> _AIM OF THE EXERCISE_: Copy the records below word for word, from their first line through the line containing "x=616 y=292", with both of those lines included.

# start of STORED DATA

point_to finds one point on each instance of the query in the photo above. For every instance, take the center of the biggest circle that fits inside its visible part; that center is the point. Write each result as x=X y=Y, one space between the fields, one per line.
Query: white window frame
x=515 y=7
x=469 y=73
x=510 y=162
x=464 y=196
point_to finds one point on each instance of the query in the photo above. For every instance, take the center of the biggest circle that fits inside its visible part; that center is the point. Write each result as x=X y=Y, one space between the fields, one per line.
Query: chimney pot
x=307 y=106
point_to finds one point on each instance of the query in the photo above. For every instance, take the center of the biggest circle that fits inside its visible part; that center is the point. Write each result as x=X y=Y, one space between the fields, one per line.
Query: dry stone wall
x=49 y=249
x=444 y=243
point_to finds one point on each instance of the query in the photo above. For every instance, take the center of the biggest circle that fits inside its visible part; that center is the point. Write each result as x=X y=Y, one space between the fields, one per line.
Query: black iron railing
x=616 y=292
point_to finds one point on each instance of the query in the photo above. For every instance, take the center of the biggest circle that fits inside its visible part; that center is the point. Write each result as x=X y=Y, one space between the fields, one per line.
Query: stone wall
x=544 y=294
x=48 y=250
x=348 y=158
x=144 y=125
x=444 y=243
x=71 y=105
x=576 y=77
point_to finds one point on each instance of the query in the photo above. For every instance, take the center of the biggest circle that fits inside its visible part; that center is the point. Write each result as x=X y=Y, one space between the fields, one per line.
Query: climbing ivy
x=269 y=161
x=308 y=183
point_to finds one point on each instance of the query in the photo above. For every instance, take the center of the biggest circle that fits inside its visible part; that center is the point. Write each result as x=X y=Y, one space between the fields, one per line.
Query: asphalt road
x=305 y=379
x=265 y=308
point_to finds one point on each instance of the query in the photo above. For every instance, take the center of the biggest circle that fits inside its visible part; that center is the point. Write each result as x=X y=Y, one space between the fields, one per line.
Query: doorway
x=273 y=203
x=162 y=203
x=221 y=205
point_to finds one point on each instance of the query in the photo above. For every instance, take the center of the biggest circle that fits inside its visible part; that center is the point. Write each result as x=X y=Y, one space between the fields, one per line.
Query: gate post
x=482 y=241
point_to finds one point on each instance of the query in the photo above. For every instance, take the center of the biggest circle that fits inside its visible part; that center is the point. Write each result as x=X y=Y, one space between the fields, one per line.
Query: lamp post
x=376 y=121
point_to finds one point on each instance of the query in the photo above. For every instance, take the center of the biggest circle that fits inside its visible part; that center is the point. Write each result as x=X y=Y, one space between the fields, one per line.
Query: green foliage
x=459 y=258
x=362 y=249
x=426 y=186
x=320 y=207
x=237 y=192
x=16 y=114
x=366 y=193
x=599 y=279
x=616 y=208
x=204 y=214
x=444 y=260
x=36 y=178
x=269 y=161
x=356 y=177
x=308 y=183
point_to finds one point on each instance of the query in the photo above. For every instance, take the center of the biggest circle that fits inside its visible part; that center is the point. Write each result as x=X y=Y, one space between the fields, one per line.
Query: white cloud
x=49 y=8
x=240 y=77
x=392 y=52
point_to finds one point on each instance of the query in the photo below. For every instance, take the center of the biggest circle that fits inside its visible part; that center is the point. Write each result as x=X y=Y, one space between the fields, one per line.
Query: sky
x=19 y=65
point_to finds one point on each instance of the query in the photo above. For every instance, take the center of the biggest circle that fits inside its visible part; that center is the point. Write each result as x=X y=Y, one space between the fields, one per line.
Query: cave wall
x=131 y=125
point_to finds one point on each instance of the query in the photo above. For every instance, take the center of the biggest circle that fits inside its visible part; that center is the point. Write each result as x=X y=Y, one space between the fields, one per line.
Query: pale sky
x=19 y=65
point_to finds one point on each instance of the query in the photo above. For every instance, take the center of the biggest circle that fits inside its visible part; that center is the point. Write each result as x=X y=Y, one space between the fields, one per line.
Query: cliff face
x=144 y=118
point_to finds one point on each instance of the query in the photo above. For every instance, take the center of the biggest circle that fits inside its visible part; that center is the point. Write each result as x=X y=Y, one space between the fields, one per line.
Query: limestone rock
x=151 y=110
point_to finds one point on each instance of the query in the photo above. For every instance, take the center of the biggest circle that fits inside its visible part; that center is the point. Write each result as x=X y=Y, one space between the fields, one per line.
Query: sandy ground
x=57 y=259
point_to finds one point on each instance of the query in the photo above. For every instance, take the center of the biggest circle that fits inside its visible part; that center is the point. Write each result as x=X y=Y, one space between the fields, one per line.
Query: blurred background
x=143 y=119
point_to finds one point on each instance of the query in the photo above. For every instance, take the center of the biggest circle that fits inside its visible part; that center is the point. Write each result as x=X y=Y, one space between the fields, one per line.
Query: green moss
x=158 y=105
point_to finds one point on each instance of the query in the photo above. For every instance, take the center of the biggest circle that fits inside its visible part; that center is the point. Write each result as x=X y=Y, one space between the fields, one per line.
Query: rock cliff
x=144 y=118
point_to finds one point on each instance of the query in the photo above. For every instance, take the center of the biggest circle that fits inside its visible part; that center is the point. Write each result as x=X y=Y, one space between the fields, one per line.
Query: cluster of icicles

# end of STORED DATA

> _THE SOLUTION_:
point_to finds one point on each instance of the query in the photo above. For every instance, take the center of the biggest circle that fits inside its visible part; that center is the point. Write each result as x=X y=Y, one space between the fields, one per line.
Query: white window frame
x=515 y=7
x=469 y=73
x=510 y=162
x=464 y=196
point_to finds one point on each instance of the query in the photo above. For every instance, take the center of the biggest circle that fits inside its visible part; that center is the point. Write each result as x=X y=Y, one space between the fields, one per line.
Query: chimney pot
x=307 y=106
point_to finds one point on each instance of the query in the photo above. For every instance, take the center of the biggest circle that fits inside its visible part; that center is the point. Write each result as x=X y=Y, one space between the fields, one per line.
Query: dry stone wall
x=49 y=249
x=444 y=243
point_to finds one point on each instance of the query in the photo above. For every instance, take the center of the biggest circle that fits inside its visible part; that center is the point. Write each result as x=X y=Y, one space between the fields, one per line.
Query: black iron railing
x=616 y=292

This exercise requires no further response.